Document passage:
Chester-le-Street (/ˈɛstəlistrt/) is a market town in County Durham, England. It is located around 6 miles (10 kilometres) north of Durham and is close to Newcastle. The town holds markets on Saturdays. In 2021, the town had a population of 23,555.

The town's history is ancient; records date to a Roman-built fort called Concangis. The Roman fort is the Chester (from the Latin castra) of the town's name; the Street refers to the paved Roman road that ran north–south through the town. The parish church of St Mary and St Cuthbert is where the body of St Cuthbert remained for 112 years (from 883 to 995 AD), before being transferred to Durham Cathedral. An Old English translation of the Gospels was made in the 10th century: a word-for-word gloss of the Latin Vulgate text, inserted between the lines by Aldred the Scribe, who was Provost of Chester-le-Street.

The Romans founded a fort named Concangis or Concagium, which was a Latinisation of the original Celtic name for the area, which also gave name to the waterway through the town, Cong Burn. The precise name is uncertain as it does not appear in Roman records, but Concangis is the name most cited today. Although a meaning "Place of the horse people" has been given, scholarly authorities consider the meaning of the name obscure.

Old English forms of the name include Cuneceastra and Conceastre, which takes its first two syllables from the Roman name, with the addition of the Old English word ceaster 'Roman fortification'. (For example, the old bell in St Mary and St Cuthbert is inscribed in Latin):

Magister Robertus Aschbern, Decanus Cestriae, me fecit. Hac campana data Cuthbertus sic cocitata
Master Robert Ashburn, Dean of the fort, made me. This bell given is thus named Cuthbert

The Universal Etymological English Dictionary of 1749 gives the town as Chester upon Street (and describes it as "a Village in the Bishoprick of Durham"). At some point this was shortened to the modern form.

There is evidence of Iron Age use of the River Wear near the town, Concangis was built alongside the Roman road Cade's Road (now Front Street) and close to the River Wear, around 100 A.D., and was occupied until the Romans left Britain in 410 A.D. At the time, the Wear was navigable to at least Concangis and may also have provided food for the garrisons stationed there.

ln 883, a group of monks, driven out of Lindisfarne seven years earlier, chose a base at Chester-le-Street, having been gifted a church by the Danish king, Guthred. They built a shrine to St Cuthbert, whose body they had borne with them. It became the seat of the Bishop of Lindisfarne, making the church a cathedral. There, the monks translated the Lindisfarne Gospels into English. They stayed for 112 years, leaving in 995 for a safer home in Durham. The title has been revived as the Roman Catholic titular see of Cuncacestre.

Record excerpts:
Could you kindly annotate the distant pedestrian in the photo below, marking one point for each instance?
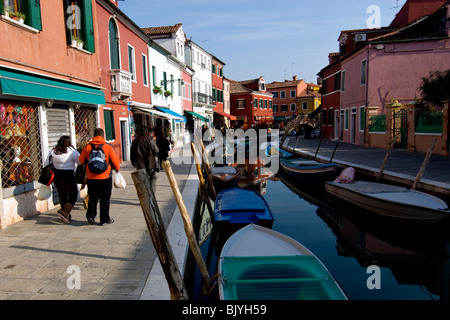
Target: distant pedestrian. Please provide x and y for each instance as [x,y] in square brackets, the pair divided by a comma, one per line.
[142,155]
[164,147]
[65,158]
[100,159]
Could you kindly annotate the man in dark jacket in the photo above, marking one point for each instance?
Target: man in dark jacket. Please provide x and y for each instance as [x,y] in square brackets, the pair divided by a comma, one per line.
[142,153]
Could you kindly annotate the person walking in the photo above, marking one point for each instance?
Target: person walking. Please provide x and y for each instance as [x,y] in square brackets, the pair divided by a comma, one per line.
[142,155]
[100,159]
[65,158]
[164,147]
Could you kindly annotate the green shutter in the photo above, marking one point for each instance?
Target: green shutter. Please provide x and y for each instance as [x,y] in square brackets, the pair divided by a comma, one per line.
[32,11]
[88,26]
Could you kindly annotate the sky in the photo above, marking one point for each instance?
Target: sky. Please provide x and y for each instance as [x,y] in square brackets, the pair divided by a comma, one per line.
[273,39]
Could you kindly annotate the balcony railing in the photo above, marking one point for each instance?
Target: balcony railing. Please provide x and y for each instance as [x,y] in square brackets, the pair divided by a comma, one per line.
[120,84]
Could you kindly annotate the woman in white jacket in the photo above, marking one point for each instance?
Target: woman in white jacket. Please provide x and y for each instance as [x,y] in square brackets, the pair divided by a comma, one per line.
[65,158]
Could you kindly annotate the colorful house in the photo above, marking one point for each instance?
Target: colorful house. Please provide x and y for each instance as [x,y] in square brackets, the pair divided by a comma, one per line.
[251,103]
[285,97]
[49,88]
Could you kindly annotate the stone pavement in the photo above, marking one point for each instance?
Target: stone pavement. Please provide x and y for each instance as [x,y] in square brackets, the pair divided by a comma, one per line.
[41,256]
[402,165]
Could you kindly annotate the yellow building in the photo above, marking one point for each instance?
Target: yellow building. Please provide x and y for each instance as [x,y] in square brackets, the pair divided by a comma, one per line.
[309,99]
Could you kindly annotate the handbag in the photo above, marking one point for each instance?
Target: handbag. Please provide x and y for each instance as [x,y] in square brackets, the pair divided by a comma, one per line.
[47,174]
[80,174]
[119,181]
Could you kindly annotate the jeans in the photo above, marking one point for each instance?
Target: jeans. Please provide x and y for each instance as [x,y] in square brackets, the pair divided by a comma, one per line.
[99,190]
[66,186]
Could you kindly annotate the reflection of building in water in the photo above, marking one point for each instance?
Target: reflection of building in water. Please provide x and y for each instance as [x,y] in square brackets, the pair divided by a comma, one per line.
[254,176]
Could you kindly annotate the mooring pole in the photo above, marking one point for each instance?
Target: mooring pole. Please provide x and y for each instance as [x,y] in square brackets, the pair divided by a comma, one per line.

Problem requirements: Output the part of the Chester-le-Street passage above from "The Universal Etymological" up to and including "the modern form.", copied word for word.

Output for this exercise:
The Universal Etymological English Dictionary of 1749 gives the town as Chester upon Street (and describes it as "a Village in the Bishoprick of Durham"). At some point this was shortened to the modern form.